## TEXTE EXTRAIT
:::::
Nos dirigeants politiques et militaires ont déjà rencontré la troisième, la quatrième et la cinquième personne. Toutes ont dit qu’ils devaient enquêter sur ce qui s’était produit au cours de l’opération “Plomb durci”.
Trois options se présentent à eux :
- Mener une véritable enquête.
- Ignorer la demande et faire comme si rien ne s’était produit.
- Mener une enquête bidon.
Il est facile d’éliminer la première option : elle n’a pas la moindre chance d’être retenue. À part les suspects habituels (dont je suis) qui exigeaient une enquête bien avant que personne en Israël n’ait entendu parler d’un juge nommé Goldstone, personne ne soutient cette option.
Parmi toutes nos autorités politiques, militaires ou médiatiques qui suggèrent maintenant une “enquête”, il n’en est pas une – vraiment pas une – qui entende par là une véritable investigation. L’objectif est de tromper les goys et de les faire taire.
:::::
## TRAVAIL DEMANDÉ
**1)** Indiquez si chacune des affirmations suivantes concorde avec le texte sur l’enquête concernant l’opération « Plomb durci », en répondant par oui ou par non et en citant à l’identique les mots du texte qui tranchent : (a) le texte présente trois options ; (b) la première option a de bonnes chances d’être retenue ; (c) la personne qui écrit compte parmi ceux qui exigeaient une enquête.
**2)** Convertissez en tableau Markdown le passage des lignes de données allant de la ligne qui contient « # test: locate the white rock » jusqu’à celle qui contient « Query: blonde woman », incluses, sans les lignes vides, avec une colonne « n » pour le numéro de ligne et une colonne « Ligne » pour son texte.
Le texte et les lignes de données n’ont pas la même origine.

## Entrées de données enregistrées
:::::
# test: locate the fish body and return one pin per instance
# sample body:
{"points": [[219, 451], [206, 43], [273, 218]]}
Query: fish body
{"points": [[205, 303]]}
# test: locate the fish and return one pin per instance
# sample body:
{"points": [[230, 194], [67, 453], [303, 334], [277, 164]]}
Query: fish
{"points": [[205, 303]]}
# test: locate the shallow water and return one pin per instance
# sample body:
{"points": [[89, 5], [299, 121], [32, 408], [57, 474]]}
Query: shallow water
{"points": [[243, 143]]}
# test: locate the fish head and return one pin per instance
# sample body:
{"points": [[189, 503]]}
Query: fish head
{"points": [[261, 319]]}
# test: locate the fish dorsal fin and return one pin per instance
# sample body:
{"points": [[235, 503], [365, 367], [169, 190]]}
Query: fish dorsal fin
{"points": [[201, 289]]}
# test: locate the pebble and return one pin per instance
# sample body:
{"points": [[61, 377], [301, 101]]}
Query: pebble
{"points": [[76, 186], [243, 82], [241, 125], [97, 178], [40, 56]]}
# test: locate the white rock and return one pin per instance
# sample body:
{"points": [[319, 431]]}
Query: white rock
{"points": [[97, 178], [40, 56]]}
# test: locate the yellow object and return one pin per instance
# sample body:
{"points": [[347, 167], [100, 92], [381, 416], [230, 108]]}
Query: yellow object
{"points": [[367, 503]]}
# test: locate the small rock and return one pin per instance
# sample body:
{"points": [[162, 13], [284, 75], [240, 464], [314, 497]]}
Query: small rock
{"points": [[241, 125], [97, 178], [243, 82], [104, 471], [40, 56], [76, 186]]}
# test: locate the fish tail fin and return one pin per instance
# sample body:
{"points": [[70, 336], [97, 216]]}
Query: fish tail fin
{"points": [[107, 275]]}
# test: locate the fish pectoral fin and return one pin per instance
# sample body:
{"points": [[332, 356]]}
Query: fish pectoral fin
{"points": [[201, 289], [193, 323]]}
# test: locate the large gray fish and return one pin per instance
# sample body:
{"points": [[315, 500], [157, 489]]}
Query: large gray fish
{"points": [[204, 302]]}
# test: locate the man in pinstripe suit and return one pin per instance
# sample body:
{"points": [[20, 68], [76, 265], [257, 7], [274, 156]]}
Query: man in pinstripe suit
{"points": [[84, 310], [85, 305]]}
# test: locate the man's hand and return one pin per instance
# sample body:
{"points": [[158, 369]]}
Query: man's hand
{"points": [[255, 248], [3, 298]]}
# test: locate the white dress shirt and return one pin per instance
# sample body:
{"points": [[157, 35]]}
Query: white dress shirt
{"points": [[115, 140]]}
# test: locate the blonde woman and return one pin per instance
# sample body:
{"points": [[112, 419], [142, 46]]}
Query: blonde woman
:::::
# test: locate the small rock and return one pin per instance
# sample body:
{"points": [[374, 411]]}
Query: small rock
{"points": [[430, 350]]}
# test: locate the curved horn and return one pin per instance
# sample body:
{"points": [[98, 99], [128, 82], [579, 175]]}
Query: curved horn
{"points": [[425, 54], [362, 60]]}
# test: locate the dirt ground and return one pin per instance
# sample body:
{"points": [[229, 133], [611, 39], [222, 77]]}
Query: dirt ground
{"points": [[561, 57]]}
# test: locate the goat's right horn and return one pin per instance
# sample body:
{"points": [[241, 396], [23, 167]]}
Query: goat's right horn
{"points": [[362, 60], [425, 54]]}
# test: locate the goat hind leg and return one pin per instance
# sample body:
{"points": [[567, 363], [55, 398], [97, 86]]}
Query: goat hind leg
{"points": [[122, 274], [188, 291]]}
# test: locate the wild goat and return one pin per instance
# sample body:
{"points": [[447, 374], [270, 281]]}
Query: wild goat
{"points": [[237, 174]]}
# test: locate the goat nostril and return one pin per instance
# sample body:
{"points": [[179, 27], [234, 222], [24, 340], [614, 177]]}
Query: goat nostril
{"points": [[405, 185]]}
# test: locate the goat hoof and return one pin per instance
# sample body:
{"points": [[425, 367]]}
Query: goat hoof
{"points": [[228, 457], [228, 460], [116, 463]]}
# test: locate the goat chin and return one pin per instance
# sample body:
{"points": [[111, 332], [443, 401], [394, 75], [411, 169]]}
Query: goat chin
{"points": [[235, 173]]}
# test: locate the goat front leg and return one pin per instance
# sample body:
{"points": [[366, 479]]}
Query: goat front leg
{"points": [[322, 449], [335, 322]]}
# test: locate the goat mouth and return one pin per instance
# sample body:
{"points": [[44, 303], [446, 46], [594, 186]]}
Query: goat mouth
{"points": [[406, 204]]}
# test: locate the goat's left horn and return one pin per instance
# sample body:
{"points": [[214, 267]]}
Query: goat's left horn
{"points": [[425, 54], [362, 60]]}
:::::
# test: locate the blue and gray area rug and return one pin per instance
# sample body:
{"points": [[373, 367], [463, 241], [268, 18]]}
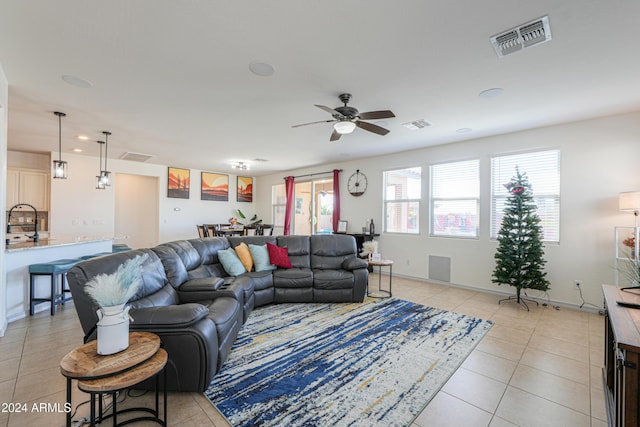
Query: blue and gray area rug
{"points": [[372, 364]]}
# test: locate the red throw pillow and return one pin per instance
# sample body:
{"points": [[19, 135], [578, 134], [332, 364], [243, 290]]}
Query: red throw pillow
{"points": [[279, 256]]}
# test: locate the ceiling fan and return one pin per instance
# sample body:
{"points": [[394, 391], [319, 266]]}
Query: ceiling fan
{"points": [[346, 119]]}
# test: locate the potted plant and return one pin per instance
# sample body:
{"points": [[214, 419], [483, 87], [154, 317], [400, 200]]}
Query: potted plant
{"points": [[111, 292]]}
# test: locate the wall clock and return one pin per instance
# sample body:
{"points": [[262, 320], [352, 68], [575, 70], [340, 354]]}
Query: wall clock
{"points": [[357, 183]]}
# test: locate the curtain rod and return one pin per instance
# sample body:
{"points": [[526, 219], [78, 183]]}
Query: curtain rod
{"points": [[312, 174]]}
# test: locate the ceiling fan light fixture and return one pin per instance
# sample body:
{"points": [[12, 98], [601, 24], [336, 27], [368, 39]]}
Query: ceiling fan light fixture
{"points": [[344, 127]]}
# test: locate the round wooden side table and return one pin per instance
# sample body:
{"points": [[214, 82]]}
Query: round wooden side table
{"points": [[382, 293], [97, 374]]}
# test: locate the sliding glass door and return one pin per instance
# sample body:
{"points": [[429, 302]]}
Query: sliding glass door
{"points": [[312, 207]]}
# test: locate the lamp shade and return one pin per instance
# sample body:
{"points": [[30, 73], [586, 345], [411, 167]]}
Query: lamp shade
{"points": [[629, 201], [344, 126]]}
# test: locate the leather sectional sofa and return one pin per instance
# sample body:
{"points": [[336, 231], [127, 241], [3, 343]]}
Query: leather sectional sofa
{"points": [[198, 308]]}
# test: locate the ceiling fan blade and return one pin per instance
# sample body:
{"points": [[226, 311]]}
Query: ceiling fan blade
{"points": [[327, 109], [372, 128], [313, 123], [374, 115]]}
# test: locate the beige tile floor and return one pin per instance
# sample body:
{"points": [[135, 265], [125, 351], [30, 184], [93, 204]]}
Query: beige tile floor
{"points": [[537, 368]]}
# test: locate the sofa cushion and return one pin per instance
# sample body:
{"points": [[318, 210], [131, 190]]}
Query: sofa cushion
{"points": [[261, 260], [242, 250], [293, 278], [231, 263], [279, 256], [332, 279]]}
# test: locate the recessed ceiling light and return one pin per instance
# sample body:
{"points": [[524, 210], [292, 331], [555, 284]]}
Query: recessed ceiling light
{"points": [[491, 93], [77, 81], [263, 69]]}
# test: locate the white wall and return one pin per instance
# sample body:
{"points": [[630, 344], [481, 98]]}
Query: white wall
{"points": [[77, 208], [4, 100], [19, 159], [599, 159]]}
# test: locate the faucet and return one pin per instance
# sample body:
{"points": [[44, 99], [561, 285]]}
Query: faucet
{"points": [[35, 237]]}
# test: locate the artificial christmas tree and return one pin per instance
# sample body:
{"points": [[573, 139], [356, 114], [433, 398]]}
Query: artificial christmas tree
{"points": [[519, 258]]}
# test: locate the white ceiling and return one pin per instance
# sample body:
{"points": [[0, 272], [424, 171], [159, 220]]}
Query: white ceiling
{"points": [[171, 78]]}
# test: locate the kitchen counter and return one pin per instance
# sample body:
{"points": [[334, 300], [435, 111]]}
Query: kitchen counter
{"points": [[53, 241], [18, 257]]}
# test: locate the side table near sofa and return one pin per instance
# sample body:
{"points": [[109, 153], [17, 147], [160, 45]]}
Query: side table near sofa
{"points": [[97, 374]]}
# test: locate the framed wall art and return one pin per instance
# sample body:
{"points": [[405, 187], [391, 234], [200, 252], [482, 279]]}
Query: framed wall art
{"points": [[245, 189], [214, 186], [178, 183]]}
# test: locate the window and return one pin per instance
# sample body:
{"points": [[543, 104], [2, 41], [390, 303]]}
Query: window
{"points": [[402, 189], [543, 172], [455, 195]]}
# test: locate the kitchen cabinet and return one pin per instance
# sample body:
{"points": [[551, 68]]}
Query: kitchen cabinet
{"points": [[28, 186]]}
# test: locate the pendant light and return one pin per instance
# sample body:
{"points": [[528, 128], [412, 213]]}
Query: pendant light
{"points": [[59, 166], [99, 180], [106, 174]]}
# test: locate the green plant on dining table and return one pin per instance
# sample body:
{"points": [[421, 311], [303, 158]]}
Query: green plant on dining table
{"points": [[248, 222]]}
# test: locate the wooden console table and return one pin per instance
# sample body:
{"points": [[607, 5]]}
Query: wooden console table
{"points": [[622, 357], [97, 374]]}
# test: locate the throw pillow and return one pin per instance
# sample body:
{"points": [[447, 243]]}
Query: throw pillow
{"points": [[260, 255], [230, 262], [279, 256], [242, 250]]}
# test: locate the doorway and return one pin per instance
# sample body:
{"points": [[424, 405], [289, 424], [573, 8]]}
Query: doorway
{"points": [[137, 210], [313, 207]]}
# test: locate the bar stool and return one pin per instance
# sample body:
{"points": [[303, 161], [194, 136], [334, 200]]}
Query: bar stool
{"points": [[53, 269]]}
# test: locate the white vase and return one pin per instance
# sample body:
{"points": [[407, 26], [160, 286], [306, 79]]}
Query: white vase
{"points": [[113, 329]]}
:::::
## SOLUTIONS PROPOSÉES
**1)**
(a) Oui : « Trois options se présentent à eux ».
(b) Non : « elle n’a pas la moindre chance d’être retenue ».
(c) Oui : « À part les suspects habituels (dont je suis) qui exigeaient une enquête ».

**2)**
| n | Ligne |
|---|---|
| 1 | # test: locate the white rock and return one pin per instance |
| 2 | # sample body: |
| 3 | {"points": [[319, 431]]} |
| 4 | Query: white rock |
| 5 | {"points": [[97, 178], [40, 56]]} |
| 6 | # test: locate the yellow object and return one pin per instance |
| 7 | # sample body: |
| 8 | {"points": [[347, 167], [100, 92], [381, 416], [230, 108]]} |
| 9 | Query: yellow object |
| 10 | {"points": [[367, 503]]} |
| 11 | # test: locate the small rock and return one pin per instance |
| 12 | # sample body: |
| 13 | {"points": [[162, 13], [284, 75], [240, 464], [314, 497]]} |
| 14 | Query: small rock |
| 15 | {"points": [[241, 125], [97, 178], [243, 82], [104, 471], [40, 56], [76, 186]]} |
| 16 | # test: locate the fish tail fin and return one pin per instance |
| 17 | # sample body: |
| 18 | {"points": [[70, 336], [97, 216]]} |
| 19 | Query: fish tail fin |
| 20 | {"points": [[107, 275]]} |
| 21 | # test: locate the fish pectoral fin and return one pin per instance |
| 22 | # sample body: |
| 23 | {"points": [[332, 356]]} |
| 24 | Query: fish pectoral fin |
| 25 | {"points": [[201, 289], [193, 323]]} |
| 26 | # test: locate the large gray fish and return one pin per instance |
| 27 | # sample body: |
| 28 | {"points": [[315, 500], [157, 489]]} |
| 29 | Query: large gray fish |
| 30 | {"points": [[204, 302]]} |
| 31 | # test: locate the man in pinstripe suit and return one pin per instance |
| 32 | # sample body: |
| 33 | {"points": [[20, 68], [76, 265], [257, 7], [274, 156]]} |
| 34 | Query: man in pinstripe suit |
| 35 | {"points": [[84, 310], [85, 305]]} |
| 36 | # test: locate the man's hand and return one pin per instance |
| 37 | # sample body: |
| 38 | {"points": [[158, 369]]} |
| 39 | Query: man's hand |
| 40 | {"points": [[255, 248], [3, 298]]} |
| 41 | # test: locate the white dress shirt and return one pin per instance |
| 42 | # sample body: |
| 43 | {"points": [[157, 35]]} |
| 44 | Query: white dress shirt |
| 45 | {"points": [[115, 140]]} |
| 46 | # test: locate the blonde woman and return one pin per instance |
| 47 | # sample body: |
| 48 | {"points": [[112, 419], [142, 46]]} |
| 49 | Query: blonde woman |